◆ **Goal**: Reproduce the entries between the line holding "indicate the car door, a" and the line holding "column 766, row 555", inclusive, switching "dirt road" to "gravel road" and leaving everything else unchanged. Give only those lines.
━━━
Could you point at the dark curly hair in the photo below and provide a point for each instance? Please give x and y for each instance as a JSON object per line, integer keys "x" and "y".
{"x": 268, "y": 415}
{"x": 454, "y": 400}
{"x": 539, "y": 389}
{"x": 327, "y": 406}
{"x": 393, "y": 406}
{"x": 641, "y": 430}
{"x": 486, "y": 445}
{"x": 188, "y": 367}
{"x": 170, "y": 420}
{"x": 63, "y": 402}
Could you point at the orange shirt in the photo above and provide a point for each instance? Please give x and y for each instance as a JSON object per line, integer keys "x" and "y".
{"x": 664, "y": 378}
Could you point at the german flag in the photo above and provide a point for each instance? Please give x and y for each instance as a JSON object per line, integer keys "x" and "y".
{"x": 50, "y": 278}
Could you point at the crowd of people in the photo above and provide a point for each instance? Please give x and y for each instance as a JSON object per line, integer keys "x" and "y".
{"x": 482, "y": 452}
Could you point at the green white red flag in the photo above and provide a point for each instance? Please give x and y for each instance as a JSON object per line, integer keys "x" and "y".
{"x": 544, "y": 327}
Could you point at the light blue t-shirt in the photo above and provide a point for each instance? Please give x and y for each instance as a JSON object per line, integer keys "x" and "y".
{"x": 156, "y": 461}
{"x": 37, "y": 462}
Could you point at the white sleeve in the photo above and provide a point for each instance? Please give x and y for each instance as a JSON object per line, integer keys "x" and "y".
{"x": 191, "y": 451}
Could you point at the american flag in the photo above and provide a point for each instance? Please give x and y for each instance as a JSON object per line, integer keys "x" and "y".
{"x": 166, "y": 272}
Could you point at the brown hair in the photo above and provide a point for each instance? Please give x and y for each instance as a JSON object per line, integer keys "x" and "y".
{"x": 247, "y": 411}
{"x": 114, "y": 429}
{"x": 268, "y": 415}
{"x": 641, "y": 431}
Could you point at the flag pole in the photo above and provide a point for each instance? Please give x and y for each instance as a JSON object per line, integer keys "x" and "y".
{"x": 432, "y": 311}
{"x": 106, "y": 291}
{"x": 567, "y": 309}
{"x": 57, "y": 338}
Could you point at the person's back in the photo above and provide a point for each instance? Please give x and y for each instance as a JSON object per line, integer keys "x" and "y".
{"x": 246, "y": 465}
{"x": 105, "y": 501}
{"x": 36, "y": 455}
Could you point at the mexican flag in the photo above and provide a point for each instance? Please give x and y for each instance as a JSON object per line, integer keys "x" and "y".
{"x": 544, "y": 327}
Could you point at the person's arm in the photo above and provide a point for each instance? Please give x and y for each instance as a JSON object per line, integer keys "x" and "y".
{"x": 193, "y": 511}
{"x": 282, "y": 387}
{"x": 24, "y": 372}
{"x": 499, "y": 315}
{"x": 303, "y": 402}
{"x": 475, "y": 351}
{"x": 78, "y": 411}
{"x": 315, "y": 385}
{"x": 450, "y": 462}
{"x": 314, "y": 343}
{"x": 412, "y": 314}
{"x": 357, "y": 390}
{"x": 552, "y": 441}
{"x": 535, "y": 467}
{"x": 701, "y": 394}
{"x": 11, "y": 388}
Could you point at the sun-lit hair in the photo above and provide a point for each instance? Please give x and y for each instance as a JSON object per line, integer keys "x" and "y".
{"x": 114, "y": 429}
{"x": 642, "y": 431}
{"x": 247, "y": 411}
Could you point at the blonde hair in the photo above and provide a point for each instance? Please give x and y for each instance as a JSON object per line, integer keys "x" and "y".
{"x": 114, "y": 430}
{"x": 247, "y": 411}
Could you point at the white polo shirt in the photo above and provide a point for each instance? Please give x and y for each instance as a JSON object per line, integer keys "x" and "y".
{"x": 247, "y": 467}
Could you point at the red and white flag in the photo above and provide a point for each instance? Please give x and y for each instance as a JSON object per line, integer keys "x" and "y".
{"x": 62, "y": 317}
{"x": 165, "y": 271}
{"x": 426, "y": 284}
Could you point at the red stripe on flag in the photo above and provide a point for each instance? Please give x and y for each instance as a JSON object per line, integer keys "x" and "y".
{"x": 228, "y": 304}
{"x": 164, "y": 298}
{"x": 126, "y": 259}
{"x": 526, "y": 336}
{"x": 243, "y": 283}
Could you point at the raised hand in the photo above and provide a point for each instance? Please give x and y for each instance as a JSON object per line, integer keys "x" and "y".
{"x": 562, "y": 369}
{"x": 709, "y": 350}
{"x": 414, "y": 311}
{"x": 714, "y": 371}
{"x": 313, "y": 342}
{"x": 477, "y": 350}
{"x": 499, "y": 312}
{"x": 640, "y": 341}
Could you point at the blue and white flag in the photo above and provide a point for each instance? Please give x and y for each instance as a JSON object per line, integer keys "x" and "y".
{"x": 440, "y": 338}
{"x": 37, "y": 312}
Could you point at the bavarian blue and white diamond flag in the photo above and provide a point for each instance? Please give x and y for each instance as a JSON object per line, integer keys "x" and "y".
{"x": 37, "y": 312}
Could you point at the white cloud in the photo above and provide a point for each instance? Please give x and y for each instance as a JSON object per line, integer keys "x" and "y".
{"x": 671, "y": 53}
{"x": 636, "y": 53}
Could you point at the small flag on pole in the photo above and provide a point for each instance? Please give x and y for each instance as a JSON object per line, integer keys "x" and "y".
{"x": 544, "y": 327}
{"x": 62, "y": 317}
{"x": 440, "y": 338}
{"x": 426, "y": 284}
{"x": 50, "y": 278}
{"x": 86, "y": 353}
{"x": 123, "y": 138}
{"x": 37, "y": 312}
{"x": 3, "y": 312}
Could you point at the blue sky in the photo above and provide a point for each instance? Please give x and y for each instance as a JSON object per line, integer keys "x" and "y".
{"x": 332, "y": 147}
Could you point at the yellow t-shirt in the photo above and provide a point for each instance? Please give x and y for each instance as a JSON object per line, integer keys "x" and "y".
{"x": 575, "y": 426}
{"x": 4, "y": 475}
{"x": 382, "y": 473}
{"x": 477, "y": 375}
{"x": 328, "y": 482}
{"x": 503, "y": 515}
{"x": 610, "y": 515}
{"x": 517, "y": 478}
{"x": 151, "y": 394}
━━━
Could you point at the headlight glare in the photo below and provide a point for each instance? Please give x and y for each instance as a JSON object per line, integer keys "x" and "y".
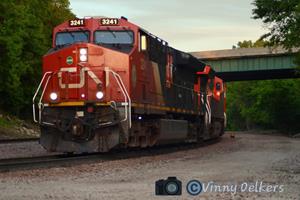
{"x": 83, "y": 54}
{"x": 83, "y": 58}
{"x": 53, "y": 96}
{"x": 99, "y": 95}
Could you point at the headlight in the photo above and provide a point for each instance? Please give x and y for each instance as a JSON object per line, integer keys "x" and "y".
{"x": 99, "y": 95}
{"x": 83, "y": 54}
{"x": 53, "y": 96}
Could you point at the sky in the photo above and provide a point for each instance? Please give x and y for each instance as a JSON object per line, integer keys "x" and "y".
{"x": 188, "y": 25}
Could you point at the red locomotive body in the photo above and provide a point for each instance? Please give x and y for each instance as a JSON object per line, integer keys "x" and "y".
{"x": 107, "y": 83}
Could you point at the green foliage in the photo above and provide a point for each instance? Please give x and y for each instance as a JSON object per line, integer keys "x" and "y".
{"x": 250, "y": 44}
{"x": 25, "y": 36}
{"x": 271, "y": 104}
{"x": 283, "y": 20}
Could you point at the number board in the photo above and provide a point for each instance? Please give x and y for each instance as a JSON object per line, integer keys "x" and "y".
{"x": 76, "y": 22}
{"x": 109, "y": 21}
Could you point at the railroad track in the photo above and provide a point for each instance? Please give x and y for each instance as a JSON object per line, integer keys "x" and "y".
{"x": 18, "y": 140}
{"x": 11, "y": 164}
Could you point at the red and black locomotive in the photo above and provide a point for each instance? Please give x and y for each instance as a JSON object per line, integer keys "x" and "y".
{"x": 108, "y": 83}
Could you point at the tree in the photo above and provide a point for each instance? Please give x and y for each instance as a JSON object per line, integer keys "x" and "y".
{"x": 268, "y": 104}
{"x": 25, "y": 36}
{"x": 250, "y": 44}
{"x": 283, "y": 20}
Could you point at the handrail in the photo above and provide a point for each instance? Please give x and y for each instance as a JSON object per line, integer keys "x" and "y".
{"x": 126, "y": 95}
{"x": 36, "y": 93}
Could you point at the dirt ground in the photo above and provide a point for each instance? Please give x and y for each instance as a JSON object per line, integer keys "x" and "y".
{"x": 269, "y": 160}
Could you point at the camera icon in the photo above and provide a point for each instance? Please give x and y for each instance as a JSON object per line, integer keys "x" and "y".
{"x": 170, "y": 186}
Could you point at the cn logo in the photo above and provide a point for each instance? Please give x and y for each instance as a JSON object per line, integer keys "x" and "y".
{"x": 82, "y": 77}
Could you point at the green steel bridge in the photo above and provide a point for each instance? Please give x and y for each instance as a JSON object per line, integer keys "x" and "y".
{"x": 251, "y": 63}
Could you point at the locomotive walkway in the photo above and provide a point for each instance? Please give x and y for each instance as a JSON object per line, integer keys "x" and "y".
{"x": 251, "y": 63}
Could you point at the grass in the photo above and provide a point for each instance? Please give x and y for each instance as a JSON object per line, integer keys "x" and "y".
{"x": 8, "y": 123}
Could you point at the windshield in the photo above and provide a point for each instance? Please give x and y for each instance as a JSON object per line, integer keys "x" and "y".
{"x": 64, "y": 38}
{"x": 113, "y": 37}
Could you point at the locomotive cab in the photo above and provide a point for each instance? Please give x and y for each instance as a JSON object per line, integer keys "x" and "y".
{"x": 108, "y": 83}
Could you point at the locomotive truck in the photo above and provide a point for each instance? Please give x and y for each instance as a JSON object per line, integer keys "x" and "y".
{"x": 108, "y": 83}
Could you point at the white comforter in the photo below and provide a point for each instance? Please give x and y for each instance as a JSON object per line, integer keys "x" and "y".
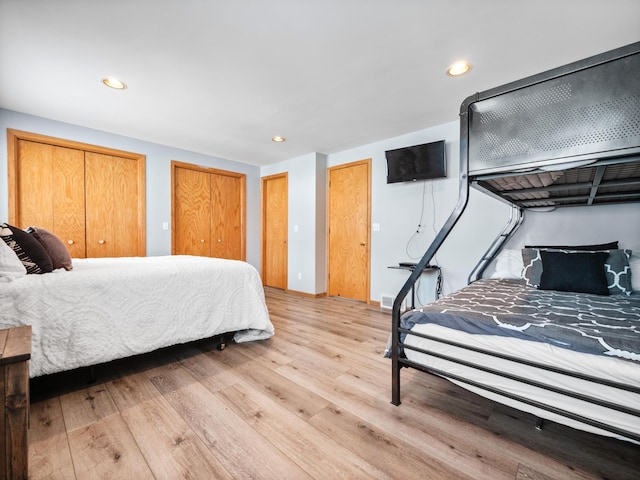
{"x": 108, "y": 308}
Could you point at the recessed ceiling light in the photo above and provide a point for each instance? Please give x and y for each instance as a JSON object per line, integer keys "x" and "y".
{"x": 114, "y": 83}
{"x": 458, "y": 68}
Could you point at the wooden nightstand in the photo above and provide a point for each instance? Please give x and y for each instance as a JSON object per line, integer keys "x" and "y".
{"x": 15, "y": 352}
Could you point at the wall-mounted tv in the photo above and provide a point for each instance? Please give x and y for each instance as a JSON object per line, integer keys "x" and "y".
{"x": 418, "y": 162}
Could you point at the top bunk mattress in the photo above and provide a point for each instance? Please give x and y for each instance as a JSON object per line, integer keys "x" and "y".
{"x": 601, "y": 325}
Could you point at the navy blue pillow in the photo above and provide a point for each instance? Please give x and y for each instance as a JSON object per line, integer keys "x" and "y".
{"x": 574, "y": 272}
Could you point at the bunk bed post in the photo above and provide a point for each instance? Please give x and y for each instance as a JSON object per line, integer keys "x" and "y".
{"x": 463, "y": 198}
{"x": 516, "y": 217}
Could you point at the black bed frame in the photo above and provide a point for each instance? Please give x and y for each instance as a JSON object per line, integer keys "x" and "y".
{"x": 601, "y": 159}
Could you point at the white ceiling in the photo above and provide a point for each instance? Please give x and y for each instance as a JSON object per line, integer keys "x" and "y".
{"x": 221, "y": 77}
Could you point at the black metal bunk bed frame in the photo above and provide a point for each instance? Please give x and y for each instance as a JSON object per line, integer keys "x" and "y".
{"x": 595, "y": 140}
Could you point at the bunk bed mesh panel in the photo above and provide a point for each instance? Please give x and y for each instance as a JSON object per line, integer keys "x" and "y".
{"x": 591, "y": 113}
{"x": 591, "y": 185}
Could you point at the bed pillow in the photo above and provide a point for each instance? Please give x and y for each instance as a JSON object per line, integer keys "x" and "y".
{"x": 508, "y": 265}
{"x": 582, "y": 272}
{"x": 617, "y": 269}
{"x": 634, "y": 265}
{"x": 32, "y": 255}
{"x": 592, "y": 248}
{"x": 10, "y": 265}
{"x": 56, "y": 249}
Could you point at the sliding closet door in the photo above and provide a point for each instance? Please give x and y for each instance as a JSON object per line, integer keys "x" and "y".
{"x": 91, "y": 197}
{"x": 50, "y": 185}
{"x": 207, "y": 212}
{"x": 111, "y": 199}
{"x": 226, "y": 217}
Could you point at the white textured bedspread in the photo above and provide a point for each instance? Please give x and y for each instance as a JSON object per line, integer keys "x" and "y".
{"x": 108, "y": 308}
━━━
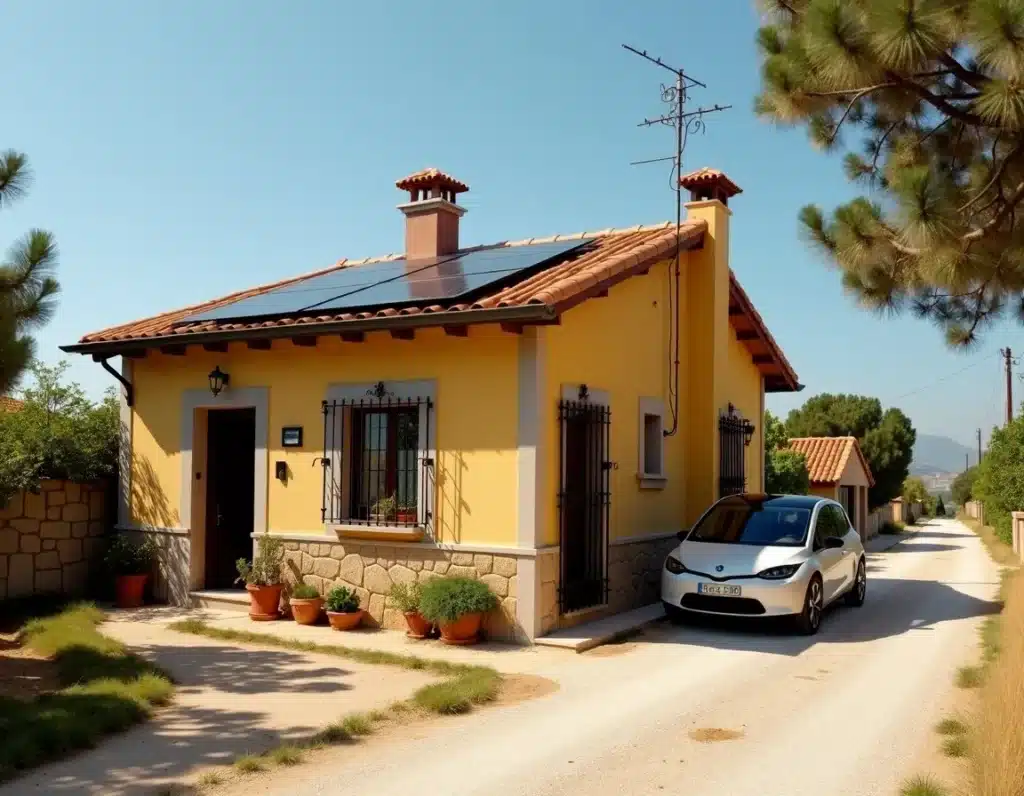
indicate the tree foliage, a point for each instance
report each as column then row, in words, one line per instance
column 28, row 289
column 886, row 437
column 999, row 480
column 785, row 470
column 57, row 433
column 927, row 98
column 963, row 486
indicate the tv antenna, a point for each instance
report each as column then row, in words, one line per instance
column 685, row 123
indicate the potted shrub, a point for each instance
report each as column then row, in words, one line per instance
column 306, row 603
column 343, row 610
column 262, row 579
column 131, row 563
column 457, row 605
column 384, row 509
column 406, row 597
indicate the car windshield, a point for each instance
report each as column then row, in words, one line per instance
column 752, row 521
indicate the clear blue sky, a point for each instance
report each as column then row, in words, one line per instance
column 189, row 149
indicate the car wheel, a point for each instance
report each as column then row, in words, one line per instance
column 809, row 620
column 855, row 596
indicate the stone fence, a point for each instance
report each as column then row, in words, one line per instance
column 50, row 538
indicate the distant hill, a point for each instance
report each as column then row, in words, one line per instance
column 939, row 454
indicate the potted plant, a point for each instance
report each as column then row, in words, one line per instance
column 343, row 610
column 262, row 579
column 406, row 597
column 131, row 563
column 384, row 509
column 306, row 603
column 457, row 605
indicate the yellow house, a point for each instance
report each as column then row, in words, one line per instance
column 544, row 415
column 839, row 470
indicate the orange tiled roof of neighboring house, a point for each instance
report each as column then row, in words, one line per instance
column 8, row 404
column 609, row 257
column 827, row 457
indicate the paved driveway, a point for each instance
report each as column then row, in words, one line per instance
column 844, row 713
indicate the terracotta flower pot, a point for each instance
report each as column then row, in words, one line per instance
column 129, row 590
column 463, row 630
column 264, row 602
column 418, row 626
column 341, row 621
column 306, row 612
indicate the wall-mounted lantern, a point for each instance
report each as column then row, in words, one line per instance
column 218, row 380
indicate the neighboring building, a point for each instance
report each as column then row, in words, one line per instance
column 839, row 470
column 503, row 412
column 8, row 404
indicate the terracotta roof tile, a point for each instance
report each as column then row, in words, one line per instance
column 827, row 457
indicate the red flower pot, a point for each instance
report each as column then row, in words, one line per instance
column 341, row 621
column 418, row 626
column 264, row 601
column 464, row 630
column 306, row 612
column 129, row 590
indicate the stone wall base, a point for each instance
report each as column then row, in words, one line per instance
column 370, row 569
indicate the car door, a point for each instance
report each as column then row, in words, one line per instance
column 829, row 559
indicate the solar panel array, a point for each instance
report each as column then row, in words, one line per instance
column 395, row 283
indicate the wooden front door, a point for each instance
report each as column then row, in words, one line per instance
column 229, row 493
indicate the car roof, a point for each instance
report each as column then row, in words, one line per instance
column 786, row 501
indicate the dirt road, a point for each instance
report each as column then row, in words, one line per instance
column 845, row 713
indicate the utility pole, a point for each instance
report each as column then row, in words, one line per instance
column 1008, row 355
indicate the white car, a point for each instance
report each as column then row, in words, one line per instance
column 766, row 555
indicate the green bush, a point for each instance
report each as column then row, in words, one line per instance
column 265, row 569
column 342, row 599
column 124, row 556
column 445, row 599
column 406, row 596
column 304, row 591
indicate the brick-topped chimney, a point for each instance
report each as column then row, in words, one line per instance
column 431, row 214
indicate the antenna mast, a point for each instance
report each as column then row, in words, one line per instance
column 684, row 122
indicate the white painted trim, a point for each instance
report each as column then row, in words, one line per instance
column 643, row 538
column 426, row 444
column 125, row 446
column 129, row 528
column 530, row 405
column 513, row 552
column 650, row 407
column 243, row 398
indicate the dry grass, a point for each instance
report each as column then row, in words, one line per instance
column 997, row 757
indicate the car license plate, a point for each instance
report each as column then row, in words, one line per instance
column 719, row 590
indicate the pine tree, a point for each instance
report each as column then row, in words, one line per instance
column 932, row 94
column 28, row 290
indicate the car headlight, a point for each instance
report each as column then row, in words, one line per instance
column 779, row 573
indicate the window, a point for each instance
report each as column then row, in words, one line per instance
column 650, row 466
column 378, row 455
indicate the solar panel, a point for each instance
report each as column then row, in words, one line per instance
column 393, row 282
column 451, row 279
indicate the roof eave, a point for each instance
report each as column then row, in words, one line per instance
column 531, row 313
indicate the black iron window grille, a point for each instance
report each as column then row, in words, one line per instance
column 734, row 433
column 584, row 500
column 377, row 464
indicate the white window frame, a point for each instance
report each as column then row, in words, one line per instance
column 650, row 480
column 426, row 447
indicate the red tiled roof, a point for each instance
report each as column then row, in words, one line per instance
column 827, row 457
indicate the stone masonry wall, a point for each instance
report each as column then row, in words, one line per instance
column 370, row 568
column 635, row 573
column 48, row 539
━━━
◆ **Expected output**:
indicate the car door, a point for each instance
report each as column then row, in words, one line per instance
column 829, row 559
indicate the solar panel array, a point for each instance
report each as column then row, in words, one line per instance
column 395, row 283
indicate the wooden front door, a point for each instance
report each as column then row, in words, one line per instance
column 229, row 493
indicate the car roof, a point for each instance
report each as column then row, in words, one line per instance
column 786, row 501
indicate the gravel road, a point for each instance
report each as column then row, in words, one line per instance
column 845, row 713
indicate the utility pole, a point for each instance
report each as column then row, in words, one line per instance
column 1008, row 355
indicate the white car, a point for each instance
report each as column then row, in words, one line per instance
column 766, row 555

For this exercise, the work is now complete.